* **Estratto del testo**:
* * *

Tacito prosatore ha superato bene i secoli. Ancora oggi i buongustai della lingua latina apprezzano la musica caden­zata e grave delle sue « Sto­rie » e dei suoi « Annali ». Tacito storico invece ha avu­to sorte meno benigna. La critica moderna, armata di tutto il suo dotto apparato, ha sot­toposto i racconti tacitiani ad una verifica minuziosa. Il meno che si è detto è che Tacito era stato un compilatore di storie altrui ed aveva spesso utilizzato le sue fonti senza controlli. I giudici più severi hanno aggiunto che egli era stato, come si dice oggi, uno scrittore impegnato e quindi disposto spesso se non al tra­visamento dei fatti, perlomeno alla tendenziosità o alla reti­cenza. Rimprovero questo as­sai più grave del primo. Uno storico incauto è meno colpevole di uno storico partigiano.
Non sono uno specialista e quindi non sono in grado di pronunciarmi su nessuna delle molte questioni tacitiane in di­scussione. Se il lettore vuole informarsene non deve anda­re lontano. Abbiamo Ettore Paratore, che in materia è una autorità di fama europea.

* * *

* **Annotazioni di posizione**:
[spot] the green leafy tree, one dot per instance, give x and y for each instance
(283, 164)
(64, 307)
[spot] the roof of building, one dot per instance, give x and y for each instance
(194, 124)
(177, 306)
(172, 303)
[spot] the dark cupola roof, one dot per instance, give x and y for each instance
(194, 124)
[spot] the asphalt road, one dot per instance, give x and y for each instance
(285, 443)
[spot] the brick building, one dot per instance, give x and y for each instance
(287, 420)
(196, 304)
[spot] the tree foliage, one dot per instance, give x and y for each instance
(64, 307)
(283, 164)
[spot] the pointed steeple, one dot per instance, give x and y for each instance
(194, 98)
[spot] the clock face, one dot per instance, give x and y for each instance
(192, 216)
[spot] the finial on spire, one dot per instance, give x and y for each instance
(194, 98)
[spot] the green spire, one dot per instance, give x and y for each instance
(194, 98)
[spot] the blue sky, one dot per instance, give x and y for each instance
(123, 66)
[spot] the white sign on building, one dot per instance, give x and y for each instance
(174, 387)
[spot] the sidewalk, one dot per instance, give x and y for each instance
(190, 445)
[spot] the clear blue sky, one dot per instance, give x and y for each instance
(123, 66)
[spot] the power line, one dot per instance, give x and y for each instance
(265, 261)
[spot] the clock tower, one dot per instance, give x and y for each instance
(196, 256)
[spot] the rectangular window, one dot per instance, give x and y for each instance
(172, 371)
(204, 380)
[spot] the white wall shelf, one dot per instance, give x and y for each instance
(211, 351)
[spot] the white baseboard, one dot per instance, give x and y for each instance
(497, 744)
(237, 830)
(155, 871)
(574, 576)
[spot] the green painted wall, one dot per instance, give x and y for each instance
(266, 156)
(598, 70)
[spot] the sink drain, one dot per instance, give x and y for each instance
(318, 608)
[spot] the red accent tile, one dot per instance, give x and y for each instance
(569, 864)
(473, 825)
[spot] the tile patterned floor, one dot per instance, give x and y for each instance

* * *

* **Da svolgere**:
Puoi ricopiare, senza cambiare nulla, tutto il brano su Tacito che va da "Non sono uno" fino a "di fama europea."?

* **Soluzione del problema**:
Non sono uno specialista e quindi non sono in grado di pronunciarmi su nessuna delle molte questioni tacitiane in di­scussione. Se il lettore vuole informarsene non deve anda­re lontano. Abbiamo Ettore Paratore, che in materia è una autorità di fama europea.